### Task data
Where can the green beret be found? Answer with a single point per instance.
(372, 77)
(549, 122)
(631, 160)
######
### Task data
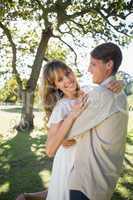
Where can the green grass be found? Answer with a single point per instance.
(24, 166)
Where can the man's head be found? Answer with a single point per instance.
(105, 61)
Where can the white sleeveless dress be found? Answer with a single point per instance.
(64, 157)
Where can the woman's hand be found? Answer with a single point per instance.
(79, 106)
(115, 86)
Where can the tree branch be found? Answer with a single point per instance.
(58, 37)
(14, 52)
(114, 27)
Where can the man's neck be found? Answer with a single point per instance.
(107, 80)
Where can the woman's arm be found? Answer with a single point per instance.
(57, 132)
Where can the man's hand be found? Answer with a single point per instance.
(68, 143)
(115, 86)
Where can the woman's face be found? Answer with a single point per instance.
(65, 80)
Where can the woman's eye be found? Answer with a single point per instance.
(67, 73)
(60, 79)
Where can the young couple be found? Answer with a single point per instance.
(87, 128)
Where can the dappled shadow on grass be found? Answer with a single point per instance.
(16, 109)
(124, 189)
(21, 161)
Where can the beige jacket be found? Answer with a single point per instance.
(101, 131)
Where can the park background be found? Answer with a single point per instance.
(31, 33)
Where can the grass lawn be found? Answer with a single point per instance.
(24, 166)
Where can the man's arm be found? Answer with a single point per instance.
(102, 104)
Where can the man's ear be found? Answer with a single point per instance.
######
# Activity
Beginning with the line containing "Where can the man's hand" in the material above, copy every line exactly until you have copied the line containing "Where can the man's ear".

# Result of this task
Where can the man's hand be found? Answer with a single point per instance.
(68, 143)
(115, 86)
Where can the woman's face be found? Answer with a single point per instance.
(65, 80)
Where can the woman's eye be found? Answer with a single point per instance.
(67, 73)
(60, 79)
Where can the young couple be found? Answer with a single point per instance.
(87, 128)
Where can the dappled shadow on grass be found? Answer with a single point per instance.
(16, 109)
(124, 189)
(21, 161)
Where can the beige jacket be found? Answer with a single point per instance.
(101, 131)
Where can the park background be found? Answer with a single point per instance.
(31, 33)
Where can the grass lawn be found? Answer with a single point per instance.
(24, 166)
Where can the man's arm be found? Answer with a single point per instance.
(102, 104)
Where can the man's ear be found? Answer with a single point per instance.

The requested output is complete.